Selected passage —
When reach and frequency grow but Share of Visits remains flat or declines, competitors may be growing just as quickly or faster. The next step is to identify where they hold an advantage.

Frequency decline: reach grows, but shoppers visit less often

In this quadrant, the retailer attracts more shoppers, but those shoppers return less frequently.

Acquisition is working, while retention is weakening.

Recommended actions:

  • compare the behaviour of new and existing shoppers;
  • identify when and where repeat visits start to decline;
  • review pricing, promotions and assortment;
  • investigate changes in convenience or accessibility;
  • strengthen loyalty and reactivation programmes;
  • analyse which competitors are capturing the missing visits.

When Share of Visits is still increasing, stronger reach is temporarily compensating for lower frequency. This may be positive in the short term, but it can become a structural retention risk.

Fraction decline: shoppers are loyal, but reach is shrinking

In this quadrant, existing shoppers visit more often, but the retailer reaches a smaller share of the market.

The main challenge is acquisition rather than loyalty.

Listed entries —
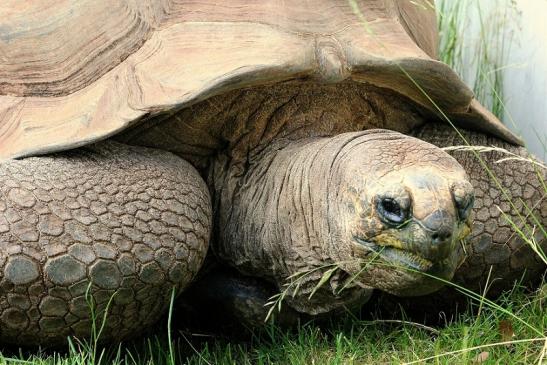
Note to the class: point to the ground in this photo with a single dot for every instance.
(513, 329)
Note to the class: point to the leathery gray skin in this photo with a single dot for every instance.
(281, 180)
(371, 200)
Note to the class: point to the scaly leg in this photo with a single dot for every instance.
(121, 225)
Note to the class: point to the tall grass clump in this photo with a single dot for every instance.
(475, 40)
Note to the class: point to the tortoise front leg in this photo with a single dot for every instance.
(104, 221)
(493, 242)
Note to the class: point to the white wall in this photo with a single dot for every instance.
(525, 85)
(524, 67)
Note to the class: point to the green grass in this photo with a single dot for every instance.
(491, 334)
(478, 52)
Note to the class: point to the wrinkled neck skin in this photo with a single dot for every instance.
(272, 156)
(301, 204)
(273, 221)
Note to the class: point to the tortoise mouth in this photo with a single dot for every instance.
(399, 257)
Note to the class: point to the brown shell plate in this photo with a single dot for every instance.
(77, 71)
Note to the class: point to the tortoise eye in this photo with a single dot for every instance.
(390, 211)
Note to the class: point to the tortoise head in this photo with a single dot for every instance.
(404, 206)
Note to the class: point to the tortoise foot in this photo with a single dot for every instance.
(106, 227)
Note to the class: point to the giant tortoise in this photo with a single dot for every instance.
(136, 134)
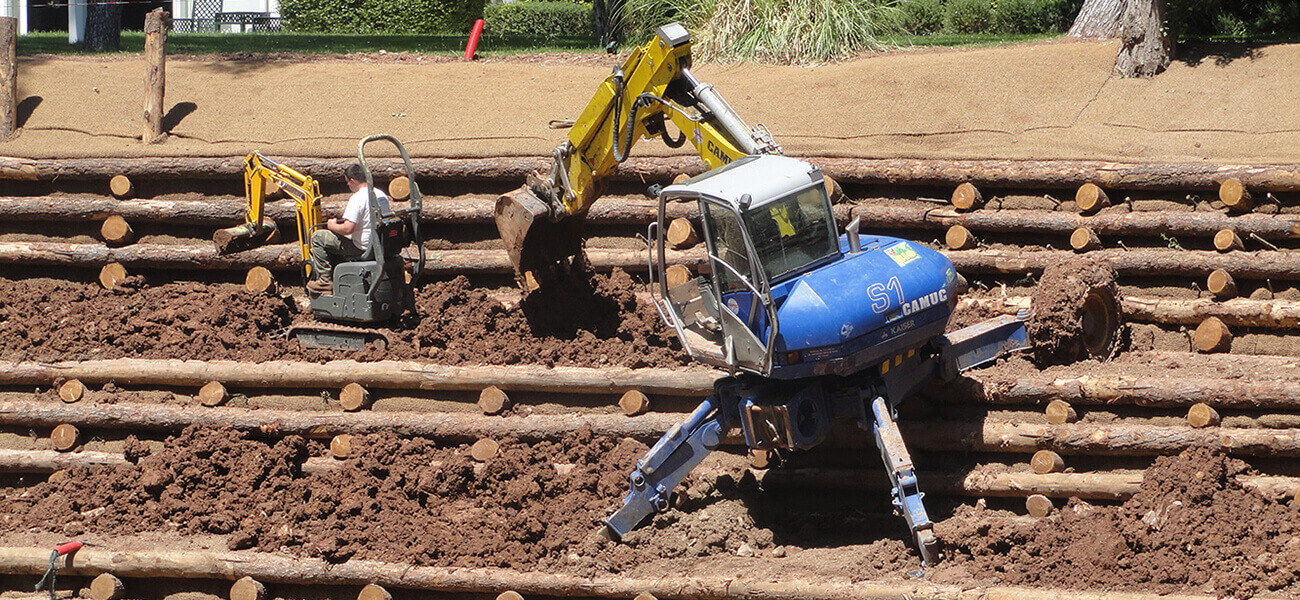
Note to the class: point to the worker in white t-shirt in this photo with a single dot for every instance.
(347, 237)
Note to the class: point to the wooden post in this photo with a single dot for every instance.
(116, 231)
(633, 403)
(681, 234)
(1227, 240)
(960, 238)
(354, 398)
(155, 73)
(121, 186)
(247, 588)
(8, 77)
(1212, 335)
(967, 198)
(72, 391)
(105, 586)
(1235, 196)
(1221, 285)
(1201, 416)
(1084, 239)
(492, 400)
(1090, 199)
(213, 394)
(1047, 461)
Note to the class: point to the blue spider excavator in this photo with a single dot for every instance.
(811, 325)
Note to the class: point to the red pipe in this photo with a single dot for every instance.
(473, 39)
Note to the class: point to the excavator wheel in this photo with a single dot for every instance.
(1075, 313)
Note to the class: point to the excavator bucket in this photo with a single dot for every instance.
(246, 237)
(541, 251)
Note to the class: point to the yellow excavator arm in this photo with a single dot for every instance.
(260, 175)
(541, 222)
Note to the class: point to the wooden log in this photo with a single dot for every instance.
(65, 437)
(484, 450)
(105, 586)
(341, 446)
(1091, 198)
(213, 394)
(493, 400)
(1201, 416)
(1038, 505)
(1084, 239)
(1227, 240)
(1047, 461)
(121, 186)
(155, 73)
(681, 234)
(1212, 335)
(372, 592)
(72, 391)
(1221, 285)
(112, 274)
(260, 281)
(1235, 196)
(161, 564)
(399, 188)
(247, 588)
(380, 374)
(354, 398)
(966, 196)
(1060, 412)
(960, 238)
(116, 231)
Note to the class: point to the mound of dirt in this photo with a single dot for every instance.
(47, 320)
(1191, 527)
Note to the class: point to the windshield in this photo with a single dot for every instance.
(793, 231)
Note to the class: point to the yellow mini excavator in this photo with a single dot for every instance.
(541, 222)
(369, 290)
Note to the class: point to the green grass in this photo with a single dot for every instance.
(133, 42)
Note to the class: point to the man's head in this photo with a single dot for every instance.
(355, 175)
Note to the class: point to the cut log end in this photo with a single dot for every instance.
(72, 391)
(1203, 416)
(399, 188)
(112, 274)
(121, 186)
(484, 450)
(260, 281)
(373, 591)
(1212, 335)
(493, 400)
(354, 398)
(967, 198)
(1047, 461)
(1090, 199)
(1038, 505)
(960, 238)
(1221, 285)
(1060, 412)
(247, 588)
(1084, 239)
(65, 437)
(1235, 196)
(1226, 240)
(213, 394)
(633, 403)
(341, 447)
(681, 234)
(105, 586)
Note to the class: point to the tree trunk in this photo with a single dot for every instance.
(1097, 18)
(104, 27)
(1147, 43)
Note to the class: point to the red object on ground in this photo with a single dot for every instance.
(473, 39)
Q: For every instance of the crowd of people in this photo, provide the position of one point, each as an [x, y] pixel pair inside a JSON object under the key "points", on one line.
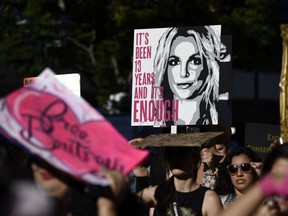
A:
{"points": [[208, 179]]}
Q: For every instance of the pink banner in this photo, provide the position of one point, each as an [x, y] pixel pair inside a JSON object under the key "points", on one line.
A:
{"points": [[60, 127]]}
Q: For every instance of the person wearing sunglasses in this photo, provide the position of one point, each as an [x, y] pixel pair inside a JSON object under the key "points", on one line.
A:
{"points": [[242, 164], [272, 188]]}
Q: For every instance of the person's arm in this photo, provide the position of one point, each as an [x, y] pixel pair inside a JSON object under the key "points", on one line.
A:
{"points": [[107, 202], [211, 199]]}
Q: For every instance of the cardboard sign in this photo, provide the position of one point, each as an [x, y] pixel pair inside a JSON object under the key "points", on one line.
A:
{"points": [[176, 76], [258, 137], [53, 123]]}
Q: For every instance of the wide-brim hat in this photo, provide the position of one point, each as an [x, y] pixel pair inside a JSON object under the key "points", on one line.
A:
{"points": [[178, 140]]}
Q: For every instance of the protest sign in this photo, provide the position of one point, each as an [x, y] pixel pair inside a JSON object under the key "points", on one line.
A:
{"points": [[176, 76], [49, 121]]}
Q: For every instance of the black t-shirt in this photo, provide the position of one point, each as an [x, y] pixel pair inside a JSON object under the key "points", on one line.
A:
{"points": [[190, 203]]}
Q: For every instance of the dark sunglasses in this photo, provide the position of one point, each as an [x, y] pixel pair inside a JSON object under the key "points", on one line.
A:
{"points": [[233, 168]]}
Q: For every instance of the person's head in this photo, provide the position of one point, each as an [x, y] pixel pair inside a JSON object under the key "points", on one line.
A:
{"points": [[276, 163], [239, 166], [187, 60], [182, 161]]}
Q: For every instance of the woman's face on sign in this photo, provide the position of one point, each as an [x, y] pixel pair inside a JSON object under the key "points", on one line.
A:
{"points": [[185, 65]]}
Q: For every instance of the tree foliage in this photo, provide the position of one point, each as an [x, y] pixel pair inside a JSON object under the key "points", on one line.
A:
{"points": [[95, 38]]}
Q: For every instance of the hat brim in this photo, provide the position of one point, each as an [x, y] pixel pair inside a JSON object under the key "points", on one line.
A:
{"points": [[177, 140]]}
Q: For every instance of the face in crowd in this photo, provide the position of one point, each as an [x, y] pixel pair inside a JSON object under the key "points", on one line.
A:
{"points": [[241, 173]]}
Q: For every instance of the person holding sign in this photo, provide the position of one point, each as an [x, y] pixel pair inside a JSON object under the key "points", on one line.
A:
{"points": [[186, 67], [180, 194]]}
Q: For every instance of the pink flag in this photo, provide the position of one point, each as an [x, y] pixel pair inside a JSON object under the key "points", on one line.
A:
{"points": [[63, 129]]}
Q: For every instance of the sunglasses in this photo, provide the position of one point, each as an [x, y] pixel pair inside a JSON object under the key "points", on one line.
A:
{"points": [[233, 168]]}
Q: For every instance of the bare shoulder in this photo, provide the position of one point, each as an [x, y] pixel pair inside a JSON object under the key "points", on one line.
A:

Required tasks —
- 1) Please transcribe the shopper visits passage between "In this quadrant, the" and "retention is weakening.", inclusive.
- 2) List the recommended actions that the shopper visits passage gives for the frequency decline quadrant.

Per-task outputs —
- 1)
In this quadrant, the retailer attracts more shoppers, but those shoppers return less frequently.

Acquisition is working, while retention is weakening.

- 2)
- compare the behaviour of new and existing shoppers
- identify when and where repeat visits start to decline
- review pricing, promotions and assortment
- investigate changes in convenience or accessibility
- strengthen loyalty and reactivation programmes
- analyse which competitors are capturing the missing visits